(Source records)
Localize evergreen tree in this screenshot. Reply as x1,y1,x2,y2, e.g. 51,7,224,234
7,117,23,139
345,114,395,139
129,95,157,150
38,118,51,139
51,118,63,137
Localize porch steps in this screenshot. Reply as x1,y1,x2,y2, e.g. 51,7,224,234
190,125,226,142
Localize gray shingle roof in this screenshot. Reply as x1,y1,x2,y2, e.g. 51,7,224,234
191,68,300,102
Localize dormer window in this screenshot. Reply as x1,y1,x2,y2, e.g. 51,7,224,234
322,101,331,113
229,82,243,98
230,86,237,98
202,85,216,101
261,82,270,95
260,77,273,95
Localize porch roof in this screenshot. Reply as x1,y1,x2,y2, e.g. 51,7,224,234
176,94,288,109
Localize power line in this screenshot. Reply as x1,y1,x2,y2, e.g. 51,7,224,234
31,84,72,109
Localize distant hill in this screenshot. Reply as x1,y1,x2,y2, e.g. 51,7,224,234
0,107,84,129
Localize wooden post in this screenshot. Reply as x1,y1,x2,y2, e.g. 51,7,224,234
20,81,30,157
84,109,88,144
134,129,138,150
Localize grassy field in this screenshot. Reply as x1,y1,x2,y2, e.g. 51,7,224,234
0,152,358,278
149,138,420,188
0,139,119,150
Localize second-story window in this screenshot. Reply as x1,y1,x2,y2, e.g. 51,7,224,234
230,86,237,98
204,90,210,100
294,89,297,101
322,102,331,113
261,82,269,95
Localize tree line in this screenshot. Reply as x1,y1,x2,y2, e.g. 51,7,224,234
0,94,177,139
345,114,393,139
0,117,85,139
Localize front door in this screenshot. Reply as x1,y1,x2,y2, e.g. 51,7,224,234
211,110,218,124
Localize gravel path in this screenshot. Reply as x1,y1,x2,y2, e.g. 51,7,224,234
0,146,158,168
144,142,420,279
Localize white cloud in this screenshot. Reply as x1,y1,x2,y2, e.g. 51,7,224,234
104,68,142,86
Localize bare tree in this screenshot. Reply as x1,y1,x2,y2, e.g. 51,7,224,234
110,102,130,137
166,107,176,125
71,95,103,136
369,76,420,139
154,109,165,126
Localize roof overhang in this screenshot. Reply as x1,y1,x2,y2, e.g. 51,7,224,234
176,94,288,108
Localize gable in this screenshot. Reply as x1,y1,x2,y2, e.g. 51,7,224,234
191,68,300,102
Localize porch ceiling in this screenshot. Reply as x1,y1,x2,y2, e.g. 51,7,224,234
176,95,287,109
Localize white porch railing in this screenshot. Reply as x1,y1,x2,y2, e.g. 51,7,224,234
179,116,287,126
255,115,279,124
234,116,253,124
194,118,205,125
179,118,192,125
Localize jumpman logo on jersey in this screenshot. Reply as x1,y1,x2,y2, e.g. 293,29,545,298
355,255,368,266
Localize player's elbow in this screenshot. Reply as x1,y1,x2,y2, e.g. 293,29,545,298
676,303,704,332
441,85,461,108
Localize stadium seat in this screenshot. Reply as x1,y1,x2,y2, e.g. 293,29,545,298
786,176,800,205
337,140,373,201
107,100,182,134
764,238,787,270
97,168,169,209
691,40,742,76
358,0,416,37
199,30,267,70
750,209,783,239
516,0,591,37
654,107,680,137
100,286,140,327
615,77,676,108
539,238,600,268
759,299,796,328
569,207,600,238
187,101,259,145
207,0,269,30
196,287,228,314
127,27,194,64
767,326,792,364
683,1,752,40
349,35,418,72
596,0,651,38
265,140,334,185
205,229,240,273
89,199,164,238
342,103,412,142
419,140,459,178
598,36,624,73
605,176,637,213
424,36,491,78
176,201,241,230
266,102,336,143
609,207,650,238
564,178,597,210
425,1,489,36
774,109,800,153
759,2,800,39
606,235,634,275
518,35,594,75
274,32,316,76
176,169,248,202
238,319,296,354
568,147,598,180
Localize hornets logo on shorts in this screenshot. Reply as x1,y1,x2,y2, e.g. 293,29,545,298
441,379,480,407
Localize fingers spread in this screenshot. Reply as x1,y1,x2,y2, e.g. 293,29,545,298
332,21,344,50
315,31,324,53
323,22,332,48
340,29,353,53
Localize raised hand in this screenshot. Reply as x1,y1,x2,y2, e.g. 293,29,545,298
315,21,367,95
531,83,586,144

Your task
Reproduce all records exactly, without omissions.

Written answer
Localize evergreen tree in this screenshot. Reply as x1,y1,x2,y2, e.g. 51,7,224,234
7,117,23,139
345,114,395,139
129,95,157,150
38,118,51,139
51,118,63,137
Localize porch steps in this screenshot. Reply as x1,y1,x2,y2, e.g. 51,7,224,234
190,125,226,142
Localize gray shingle roof in this screenshot. Reply as x1,y1,x2,y2, e.g. 51,7,224,234
191,68,300,102
Localize dormer window in this screenshot. Reply as x1,y1,x2,y2, e.g. 51,7,224,234
322,101,331,113
229,82,243,98
230,86,237,98
202,85,216,101
261,82,270,95
260,77,273,95
Localize porch roof in this screenshot. Reply as x1,y1,x2,y2, e.g. 51,7,224,234
176,94,288,109
Localize power line in this screenshot. Reply as x1,y1,x2,y2, e.g. 51,7,224,234
31,84,72,109
Localize distant hill in this screenshot. Reply as x1,y1,x2,y2, e.g. 51,7,224,234
0,107,84,129
Localize wooden post in this screenshot. Reply as x1,y1,x2,y2, e.g. 51,7,224,234
20,81,30,157
84,109,88,144
134,129,138,150
Localize grassy field in this screenshot. Reply as x1,y1,x2,y2, e.g. 51,7,224,234
0,152,358,278
149,138,420,188
0,139,119,150
Localize second-story window in this screenshot. Reply as x1,y1,x2,y2, e.g. 51,7,224,234
230,86,237,98
204,90,210,100
294,89,297,101
322,102,331,113
261,82,269,95
Localize tree line in this screenshot. Reply as x1,y1,x2,y2, e.g. 51,7,224,234
0,94,177,139
345,114,393,139
0,117,85,139
Localize front door in this screenshot. Reply as x1,y1,x2,y2, e.g. 51,7,224,234
211,110,218,124
Localize gravel path in this screenshot. Reply as x1,y1,x2,y2, e.g. 51,7,224,234
0,146,158,168
144,142,420,279
Localize white cloud in this screenshot. Reply as x1,y1,x2,y2, e.g. 51,7,224,234
104,68,142,86
Localize bare tree in this screenshot. Reply as x1,y1,x2,y2, e.g. 51,7,224,234
110,102,130,137
166,107,176,125
71,95,103,136
369,76,420,139
154,109,165,126
Localize roof overhang in this screenshot. Reply as x1,y1,x2,y2, e.g. 51,7,224,234
176,94,288,108
Localize gable in this screenshot. Reply as x1,y1,x2,y2, e.g. 51,7,224,234
191,68,300,102
Localize porch ceiling in this screenshot. Reply as x1,y1,x2,y2, e.g. 51,7,224,234
176,95,287,109
Localize white porch railing in this screenshot. Reply as x1,y1,x2,y2, e.g. 51,7,224,234
179,116,287,126
255,115,279,124
234,116,253,124
194,118,205,125
179,118,192,125
Localize jumpman logo on jersey in this screenshot. Reply as x1,y1,x2,y2, e.g. 293,29,545,298
355,255,368,266
Localize player's elbow in this screenshot. Reply as x1,y1,x2,y2, e.g. 293,29,545,298
676,303,704,332
441,85,461,108
Localize stadium seat in this screenshot. Reply as x1,y1,x2,y2, e.g. 293,29,545,298
786,176,800,205
337,140,373,201
107,100,182,134
764,238,787,270
97,168,169,209
691,40,742,76
358,0,416,37
199,30,267,70
750,209,783,239
516,0,591,37
654,107,680,137
100,286,140,327
615,77,676,108
539,238,600,268
759,299,796,328
569,207,600,238
187,101,259,145
207,0,269,30
196,287,228,314
127,27,194,64
767,326,792,364
683,1,752,40
349,35,418,72
596,0,651,38
265,140,334,185
205,229,240,273
89,199,164,238
342,103,412,142
419,140,459,178
598,36,624,73
605,176,637,213
424,36,491,78
176,201,241,230
266,102,336,143
609,207,650,238
564,178,597,210
425,1,489,36
774,109,800,153
759,2,800,39
606,235,634,275
518,35,594,75
274,32,316,76
176,169,248,202
238,319,296,354
568,147,598,180
Localize hornets logo on shorts in this screenshot. Reply as x1,y1,x2,y2, e.g. 293,29,545,298
441,379,480,407
Localize fingers spread in this screenshot. Reply as x1,y1,x2,y2, e.g. 293,29,545,298
332,21,344,50
315,31,324,53
323,22,332,48
340,29,353,53
Localize raised hand in this screenshot. Reply as x1,y1,x2,y2, e.g. 293,29,545,298
315,21,367,95
531,83,586,144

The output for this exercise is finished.